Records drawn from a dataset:
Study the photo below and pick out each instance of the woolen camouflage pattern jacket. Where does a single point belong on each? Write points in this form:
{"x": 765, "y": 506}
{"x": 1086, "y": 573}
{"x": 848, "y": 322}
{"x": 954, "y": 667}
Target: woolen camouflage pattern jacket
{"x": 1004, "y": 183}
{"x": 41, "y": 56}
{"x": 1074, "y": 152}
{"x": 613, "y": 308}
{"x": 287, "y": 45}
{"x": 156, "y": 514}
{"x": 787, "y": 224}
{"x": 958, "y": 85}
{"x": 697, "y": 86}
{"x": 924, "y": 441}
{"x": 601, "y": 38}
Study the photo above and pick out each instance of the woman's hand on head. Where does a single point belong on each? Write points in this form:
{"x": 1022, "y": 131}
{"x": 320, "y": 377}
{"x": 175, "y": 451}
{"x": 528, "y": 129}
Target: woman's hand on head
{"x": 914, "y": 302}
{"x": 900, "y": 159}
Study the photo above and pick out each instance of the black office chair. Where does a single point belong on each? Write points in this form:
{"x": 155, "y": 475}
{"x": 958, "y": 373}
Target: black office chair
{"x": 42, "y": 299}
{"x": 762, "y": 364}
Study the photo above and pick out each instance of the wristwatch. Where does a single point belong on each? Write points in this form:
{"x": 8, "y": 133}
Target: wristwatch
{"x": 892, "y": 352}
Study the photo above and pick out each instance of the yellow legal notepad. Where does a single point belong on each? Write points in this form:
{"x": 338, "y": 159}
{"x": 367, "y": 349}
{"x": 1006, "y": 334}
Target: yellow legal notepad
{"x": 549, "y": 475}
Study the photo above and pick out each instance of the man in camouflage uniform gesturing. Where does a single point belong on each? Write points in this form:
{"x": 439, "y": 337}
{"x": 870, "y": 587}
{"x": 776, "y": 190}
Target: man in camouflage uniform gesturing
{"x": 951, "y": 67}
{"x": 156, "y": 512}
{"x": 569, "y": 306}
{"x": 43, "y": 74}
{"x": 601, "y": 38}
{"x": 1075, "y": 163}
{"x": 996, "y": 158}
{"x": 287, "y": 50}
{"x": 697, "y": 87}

* Problem to solve:
Your job is to restate all of the data word for word.

* Solution to this exercise:
Study the photo below and pick out each instance of the woolen camouflage pattern jacket. Where does a single point belong on each? Write points in this form:
{"x": 765, "y": 506}
{"x": 1086, "y": 573}
{"x": 848, "y": 322}
{"x": 954, "y": 667}
Target: woolen camouflage pattern jacket
{"x": 1004, "y": 183}
{"x": 41, "y": 56}
{"x": 1074, "y": 152}
{"x": 613, "y": 308}
{"x": 287, "y": 45}
{"x": 156, "y": 514}
{"x": 787, "y": 224}
{"x": 958, "y": 85}
{"x": 697, "y": 86}
{"x": 924, "y": 441}
{"x": 601, "y": 38}
Study the photo above and pick out each instance of the woman's hand on head. Where does a single point belong on each? Write points in this form:
{"x": 1022, "y": 131}
{"x": 320, "y": 377}
{"x": 175, "y": 451}
{"x": 528, "y": 129}
Target: woman's hand on head
{"x": 914, "y": 302}
{"x": 900, "y": 159}
Study the photo above and pick out each instance of the black office chair. Where does a single point belong on each? Write points in this form:
{"x": 155, "y": 475}
{"x": 958, "y": 373}
Target: black office chair
{"x": 42, "y": 299}
{"x": 762, "y": 364}
Study the photo above and pick out each instance of the wristwatch. Where does a single point belong on each? Write points in this form:
{"x": 8, "y": 133}
Target: wristwatch
{"x": 892, "y": 352}
Study the photo above and pick out each instance of the yellow legal notepad. Where does a single point belong on each? Write points in this form:
{"x": 338, "y": 159}
{"x": 367, "y": 349}
{"x": 1006, "y": 334}
Target: yellow legal notepad
{"x": 549, "y": 475}
Study the photo above and pick out each instance of the man in camouflage uniform gesturing. Where does a single point belong on each? Write points in this form:
{"x": 439, "y": 337}
{"x": 870, "y": 587}
{"x": 776, "y": 190}
Target: man in camouflage uniform gesturing
{"x": 951, "y": 67}
{"x": 156, "y": 512}
{"x": 569, "y": 306}
{"x": 43, "y": 74}
{"x": 601, "y": 38}
{"x": 1075, "y": 163}
{"x": 996, "y": 158}
{"x": 287, "y": 50}
{"x": 697, "y": 87}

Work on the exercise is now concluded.